Your instructions
Show each line from the entries below that contains the word "wing", copying it in full.

═══ The data ═══

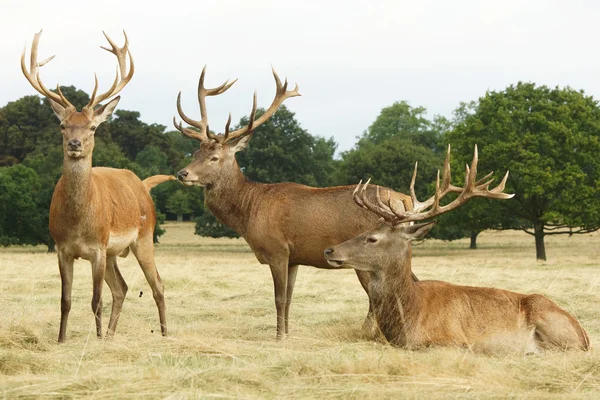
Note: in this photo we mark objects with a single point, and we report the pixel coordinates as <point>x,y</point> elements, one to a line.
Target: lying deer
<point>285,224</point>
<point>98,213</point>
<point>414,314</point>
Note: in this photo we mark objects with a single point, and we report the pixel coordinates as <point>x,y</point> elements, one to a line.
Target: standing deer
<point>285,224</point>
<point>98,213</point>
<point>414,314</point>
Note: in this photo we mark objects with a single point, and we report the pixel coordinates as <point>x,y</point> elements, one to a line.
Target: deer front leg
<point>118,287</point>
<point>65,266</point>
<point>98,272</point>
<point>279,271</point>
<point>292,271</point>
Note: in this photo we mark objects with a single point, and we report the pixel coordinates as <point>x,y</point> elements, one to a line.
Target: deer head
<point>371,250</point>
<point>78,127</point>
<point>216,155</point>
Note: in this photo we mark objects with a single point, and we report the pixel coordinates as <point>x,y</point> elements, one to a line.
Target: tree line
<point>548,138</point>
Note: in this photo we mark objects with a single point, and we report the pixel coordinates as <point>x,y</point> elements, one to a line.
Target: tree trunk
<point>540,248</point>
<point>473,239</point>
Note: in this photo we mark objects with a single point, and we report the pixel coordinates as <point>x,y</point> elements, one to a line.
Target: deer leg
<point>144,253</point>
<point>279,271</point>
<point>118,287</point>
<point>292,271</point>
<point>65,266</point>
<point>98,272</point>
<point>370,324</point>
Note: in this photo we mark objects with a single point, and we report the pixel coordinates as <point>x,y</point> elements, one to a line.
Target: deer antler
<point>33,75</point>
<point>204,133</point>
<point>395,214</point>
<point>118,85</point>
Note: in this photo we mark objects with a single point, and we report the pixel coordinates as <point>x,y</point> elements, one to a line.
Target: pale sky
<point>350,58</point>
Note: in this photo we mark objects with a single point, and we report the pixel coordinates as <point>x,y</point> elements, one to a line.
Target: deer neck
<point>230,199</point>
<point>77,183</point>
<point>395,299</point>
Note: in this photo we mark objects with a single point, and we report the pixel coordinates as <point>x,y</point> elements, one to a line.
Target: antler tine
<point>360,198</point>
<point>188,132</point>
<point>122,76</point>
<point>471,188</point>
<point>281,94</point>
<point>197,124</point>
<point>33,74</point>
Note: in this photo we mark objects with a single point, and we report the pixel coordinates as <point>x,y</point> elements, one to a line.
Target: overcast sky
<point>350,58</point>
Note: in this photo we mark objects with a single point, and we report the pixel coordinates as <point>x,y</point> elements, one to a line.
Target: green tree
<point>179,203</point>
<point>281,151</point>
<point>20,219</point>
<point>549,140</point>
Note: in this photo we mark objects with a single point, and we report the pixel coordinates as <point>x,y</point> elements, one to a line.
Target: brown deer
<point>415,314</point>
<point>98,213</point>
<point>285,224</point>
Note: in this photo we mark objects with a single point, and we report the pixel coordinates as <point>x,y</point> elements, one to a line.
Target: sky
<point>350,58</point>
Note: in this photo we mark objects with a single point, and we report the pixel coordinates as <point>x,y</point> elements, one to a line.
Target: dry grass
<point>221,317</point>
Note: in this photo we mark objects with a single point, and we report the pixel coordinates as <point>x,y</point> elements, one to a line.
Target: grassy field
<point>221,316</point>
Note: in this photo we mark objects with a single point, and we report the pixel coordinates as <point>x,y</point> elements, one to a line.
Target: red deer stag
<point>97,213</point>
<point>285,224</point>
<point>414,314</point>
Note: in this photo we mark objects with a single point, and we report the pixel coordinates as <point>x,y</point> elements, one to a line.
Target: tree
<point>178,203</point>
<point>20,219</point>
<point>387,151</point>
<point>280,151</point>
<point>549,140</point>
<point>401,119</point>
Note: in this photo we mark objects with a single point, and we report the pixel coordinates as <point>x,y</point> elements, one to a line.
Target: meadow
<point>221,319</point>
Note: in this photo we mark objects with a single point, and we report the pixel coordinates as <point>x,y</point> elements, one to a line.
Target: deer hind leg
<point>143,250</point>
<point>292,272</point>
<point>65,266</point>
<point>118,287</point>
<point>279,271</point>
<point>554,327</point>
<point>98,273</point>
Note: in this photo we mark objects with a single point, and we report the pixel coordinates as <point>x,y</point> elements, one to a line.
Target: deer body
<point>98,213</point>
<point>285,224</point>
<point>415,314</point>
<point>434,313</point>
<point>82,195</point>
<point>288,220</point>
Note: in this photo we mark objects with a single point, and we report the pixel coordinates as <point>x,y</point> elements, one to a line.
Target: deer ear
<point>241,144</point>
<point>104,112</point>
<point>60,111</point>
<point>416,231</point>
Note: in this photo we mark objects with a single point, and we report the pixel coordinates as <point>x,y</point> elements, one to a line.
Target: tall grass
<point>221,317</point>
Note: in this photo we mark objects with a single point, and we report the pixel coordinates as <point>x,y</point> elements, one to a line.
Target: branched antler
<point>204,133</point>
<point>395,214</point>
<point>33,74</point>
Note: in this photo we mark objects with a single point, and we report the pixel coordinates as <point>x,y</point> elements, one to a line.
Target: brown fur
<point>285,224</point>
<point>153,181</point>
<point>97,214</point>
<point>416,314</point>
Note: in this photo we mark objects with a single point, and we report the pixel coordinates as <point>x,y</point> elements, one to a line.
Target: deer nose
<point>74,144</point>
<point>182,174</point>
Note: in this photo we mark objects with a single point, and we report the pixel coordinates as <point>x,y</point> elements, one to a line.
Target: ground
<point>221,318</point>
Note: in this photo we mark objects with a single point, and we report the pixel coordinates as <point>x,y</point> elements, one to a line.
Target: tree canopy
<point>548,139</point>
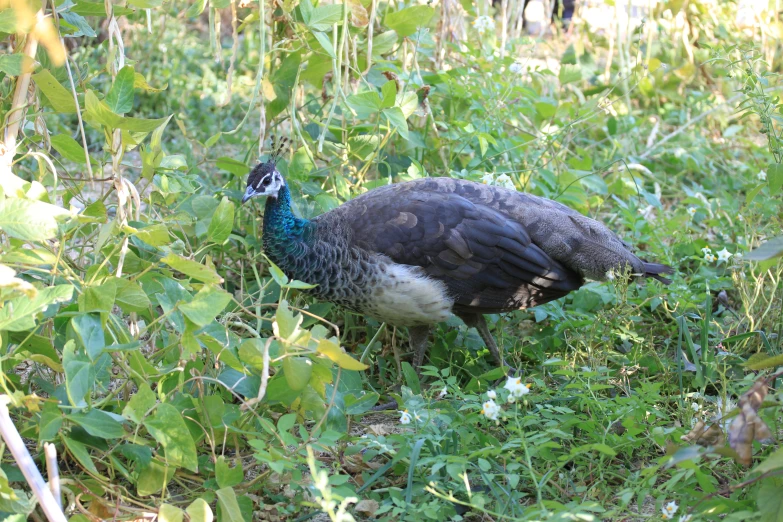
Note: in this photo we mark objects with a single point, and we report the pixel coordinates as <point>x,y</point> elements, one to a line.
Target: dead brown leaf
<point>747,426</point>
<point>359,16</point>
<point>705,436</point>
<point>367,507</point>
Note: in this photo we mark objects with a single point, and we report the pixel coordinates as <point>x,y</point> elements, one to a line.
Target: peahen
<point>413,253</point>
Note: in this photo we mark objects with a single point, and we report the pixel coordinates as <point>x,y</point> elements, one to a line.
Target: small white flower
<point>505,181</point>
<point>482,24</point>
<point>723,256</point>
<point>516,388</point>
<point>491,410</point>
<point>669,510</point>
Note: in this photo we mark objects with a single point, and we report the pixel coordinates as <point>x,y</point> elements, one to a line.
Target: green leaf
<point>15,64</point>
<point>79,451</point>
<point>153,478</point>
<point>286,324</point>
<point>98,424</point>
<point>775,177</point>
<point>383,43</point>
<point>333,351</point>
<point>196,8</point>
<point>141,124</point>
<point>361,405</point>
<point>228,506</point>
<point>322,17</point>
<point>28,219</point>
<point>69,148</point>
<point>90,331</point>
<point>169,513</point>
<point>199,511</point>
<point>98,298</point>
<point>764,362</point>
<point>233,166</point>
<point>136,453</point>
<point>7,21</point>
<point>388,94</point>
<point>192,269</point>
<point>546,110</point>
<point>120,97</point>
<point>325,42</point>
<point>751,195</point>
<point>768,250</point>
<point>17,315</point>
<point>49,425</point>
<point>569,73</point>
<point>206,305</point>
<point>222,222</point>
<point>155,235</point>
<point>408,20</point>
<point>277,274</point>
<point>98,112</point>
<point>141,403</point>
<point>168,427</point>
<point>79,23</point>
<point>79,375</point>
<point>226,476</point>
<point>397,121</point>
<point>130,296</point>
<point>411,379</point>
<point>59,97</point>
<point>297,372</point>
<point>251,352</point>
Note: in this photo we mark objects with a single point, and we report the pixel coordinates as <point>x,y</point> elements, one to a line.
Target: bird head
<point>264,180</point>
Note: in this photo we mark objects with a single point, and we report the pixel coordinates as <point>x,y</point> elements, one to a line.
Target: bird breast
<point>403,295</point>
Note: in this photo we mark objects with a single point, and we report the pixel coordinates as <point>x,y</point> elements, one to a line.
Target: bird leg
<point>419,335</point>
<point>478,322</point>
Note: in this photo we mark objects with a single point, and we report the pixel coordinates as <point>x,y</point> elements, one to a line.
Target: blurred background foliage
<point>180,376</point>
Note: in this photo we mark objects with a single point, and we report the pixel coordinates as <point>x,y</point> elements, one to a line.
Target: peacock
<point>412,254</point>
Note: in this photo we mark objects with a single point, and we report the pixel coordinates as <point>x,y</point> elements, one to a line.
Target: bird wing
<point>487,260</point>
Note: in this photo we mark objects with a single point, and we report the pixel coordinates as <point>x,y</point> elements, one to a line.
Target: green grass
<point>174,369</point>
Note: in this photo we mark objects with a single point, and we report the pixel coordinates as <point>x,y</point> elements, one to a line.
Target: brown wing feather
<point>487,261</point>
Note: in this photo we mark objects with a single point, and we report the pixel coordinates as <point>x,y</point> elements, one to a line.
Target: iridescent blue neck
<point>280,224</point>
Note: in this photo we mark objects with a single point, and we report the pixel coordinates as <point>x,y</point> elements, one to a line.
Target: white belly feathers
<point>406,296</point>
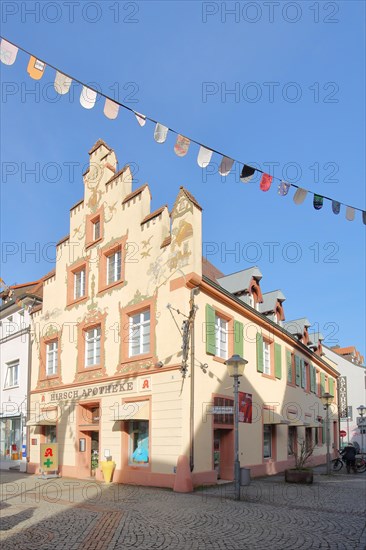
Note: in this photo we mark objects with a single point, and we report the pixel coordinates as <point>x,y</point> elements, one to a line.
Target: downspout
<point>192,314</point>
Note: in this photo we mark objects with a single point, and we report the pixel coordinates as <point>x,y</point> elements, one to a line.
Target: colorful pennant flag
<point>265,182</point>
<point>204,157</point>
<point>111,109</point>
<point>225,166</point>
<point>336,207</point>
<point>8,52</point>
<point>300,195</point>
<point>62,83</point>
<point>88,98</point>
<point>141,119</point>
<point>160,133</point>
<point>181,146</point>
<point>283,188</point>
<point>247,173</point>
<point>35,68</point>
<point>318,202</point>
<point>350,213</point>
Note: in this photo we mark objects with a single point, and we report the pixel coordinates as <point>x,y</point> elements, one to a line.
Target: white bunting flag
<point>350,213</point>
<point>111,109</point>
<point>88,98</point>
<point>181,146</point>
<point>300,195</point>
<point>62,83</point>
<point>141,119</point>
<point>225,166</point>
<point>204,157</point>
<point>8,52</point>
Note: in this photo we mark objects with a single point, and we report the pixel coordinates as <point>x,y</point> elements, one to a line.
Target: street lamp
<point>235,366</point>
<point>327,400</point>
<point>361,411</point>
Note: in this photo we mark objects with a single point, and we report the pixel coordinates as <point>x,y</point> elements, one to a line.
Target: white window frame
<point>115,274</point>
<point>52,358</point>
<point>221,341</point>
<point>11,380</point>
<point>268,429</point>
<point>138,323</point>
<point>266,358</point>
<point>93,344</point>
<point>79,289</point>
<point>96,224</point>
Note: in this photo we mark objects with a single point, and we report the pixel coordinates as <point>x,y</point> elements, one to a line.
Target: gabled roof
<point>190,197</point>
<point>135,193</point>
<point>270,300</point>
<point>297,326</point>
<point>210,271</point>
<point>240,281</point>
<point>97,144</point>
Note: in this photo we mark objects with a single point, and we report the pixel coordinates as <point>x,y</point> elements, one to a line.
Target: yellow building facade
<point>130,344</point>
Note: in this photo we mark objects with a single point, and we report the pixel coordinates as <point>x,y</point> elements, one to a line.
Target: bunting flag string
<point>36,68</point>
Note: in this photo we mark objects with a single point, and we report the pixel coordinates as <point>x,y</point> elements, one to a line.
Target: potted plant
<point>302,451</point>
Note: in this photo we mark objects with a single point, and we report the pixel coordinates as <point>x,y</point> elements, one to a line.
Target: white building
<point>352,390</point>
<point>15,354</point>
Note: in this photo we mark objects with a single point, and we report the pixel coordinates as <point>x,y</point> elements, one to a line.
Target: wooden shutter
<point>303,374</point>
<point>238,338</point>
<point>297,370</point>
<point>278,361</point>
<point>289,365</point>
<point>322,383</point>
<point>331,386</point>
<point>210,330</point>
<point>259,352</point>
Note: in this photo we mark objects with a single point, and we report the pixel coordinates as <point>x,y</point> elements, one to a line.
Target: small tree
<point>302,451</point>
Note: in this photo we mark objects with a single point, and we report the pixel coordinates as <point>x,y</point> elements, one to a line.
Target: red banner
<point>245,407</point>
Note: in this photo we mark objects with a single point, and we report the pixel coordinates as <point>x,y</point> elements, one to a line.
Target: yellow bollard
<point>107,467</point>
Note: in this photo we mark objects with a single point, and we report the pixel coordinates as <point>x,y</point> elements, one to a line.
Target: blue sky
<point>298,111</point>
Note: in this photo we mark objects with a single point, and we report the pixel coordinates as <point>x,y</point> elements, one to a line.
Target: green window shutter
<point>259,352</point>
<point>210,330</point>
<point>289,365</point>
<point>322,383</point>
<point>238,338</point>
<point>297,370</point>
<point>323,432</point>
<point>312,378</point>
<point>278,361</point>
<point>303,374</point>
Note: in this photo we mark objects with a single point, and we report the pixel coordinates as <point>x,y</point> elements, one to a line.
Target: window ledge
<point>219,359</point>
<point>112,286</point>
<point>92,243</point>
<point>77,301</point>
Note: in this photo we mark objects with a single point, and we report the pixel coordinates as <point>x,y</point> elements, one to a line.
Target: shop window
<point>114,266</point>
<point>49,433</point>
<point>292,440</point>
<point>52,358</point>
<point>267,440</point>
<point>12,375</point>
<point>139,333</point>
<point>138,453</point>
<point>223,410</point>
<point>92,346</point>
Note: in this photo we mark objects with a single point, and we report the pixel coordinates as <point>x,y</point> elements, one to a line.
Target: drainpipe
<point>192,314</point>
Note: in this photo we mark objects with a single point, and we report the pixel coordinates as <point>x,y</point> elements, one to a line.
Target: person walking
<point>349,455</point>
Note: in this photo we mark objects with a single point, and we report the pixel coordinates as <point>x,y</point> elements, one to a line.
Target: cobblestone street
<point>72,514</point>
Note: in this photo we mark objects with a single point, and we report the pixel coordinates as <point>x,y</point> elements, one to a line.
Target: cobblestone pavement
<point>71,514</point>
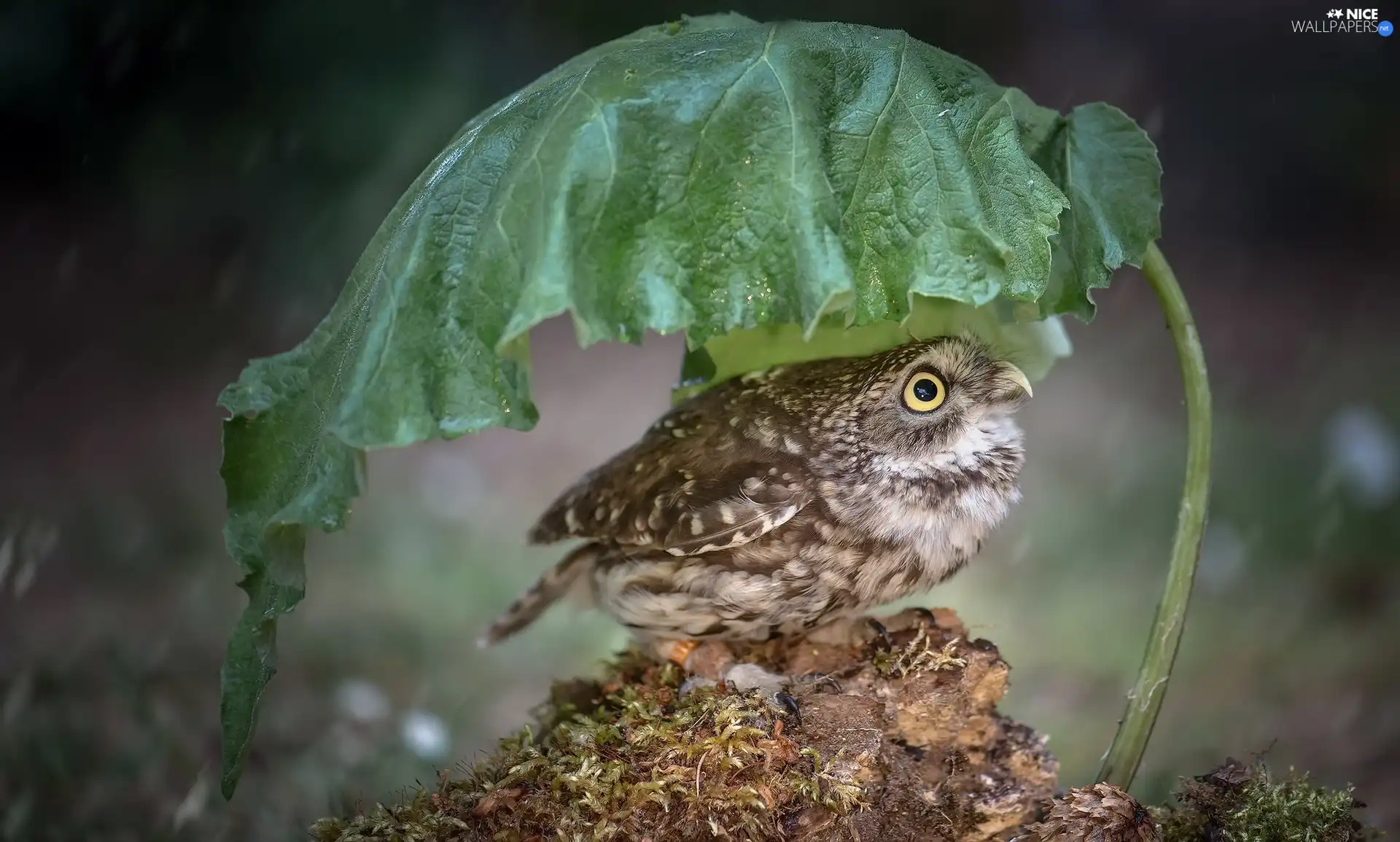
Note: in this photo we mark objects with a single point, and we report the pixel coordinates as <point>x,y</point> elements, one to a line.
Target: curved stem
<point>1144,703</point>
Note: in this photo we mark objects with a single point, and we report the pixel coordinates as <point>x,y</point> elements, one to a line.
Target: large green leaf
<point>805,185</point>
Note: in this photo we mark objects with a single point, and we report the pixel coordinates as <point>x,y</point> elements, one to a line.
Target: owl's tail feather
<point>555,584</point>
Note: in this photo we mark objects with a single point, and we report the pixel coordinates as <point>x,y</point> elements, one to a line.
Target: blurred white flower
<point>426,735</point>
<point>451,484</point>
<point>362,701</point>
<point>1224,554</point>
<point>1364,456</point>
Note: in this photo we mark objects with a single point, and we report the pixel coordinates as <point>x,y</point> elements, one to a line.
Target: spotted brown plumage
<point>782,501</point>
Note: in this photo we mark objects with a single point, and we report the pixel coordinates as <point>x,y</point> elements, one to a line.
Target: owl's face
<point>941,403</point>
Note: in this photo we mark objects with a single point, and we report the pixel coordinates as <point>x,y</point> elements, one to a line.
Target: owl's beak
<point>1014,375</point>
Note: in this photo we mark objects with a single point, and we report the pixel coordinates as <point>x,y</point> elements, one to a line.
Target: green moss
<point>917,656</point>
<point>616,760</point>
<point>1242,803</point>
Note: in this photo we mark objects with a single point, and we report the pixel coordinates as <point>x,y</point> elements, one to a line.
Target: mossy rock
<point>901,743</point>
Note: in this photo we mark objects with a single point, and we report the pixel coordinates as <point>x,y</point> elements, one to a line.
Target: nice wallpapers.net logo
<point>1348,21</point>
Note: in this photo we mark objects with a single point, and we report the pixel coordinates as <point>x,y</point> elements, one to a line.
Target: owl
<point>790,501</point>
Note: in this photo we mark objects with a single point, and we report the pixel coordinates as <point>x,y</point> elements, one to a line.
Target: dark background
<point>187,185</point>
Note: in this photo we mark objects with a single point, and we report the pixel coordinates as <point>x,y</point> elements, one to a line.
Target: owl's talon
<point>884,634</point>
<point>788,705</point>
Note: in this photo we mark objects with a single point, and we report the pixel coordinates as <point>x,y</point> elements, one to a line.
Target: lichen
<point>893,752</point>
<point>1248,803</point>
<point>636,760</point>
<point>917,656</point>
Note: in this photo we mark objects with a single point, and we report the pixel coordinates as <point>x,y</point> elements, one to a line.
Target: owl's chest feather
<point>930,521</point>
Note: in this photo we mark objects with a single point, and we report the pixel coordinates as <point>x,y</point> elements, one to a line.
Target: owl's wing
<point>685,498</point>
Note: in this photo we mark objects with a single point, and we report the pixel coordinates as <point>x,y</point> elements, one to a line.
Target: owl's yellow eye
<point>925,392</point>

═══

Task output
Target: bird wing
Target: brown wing feather
Target: owl's wing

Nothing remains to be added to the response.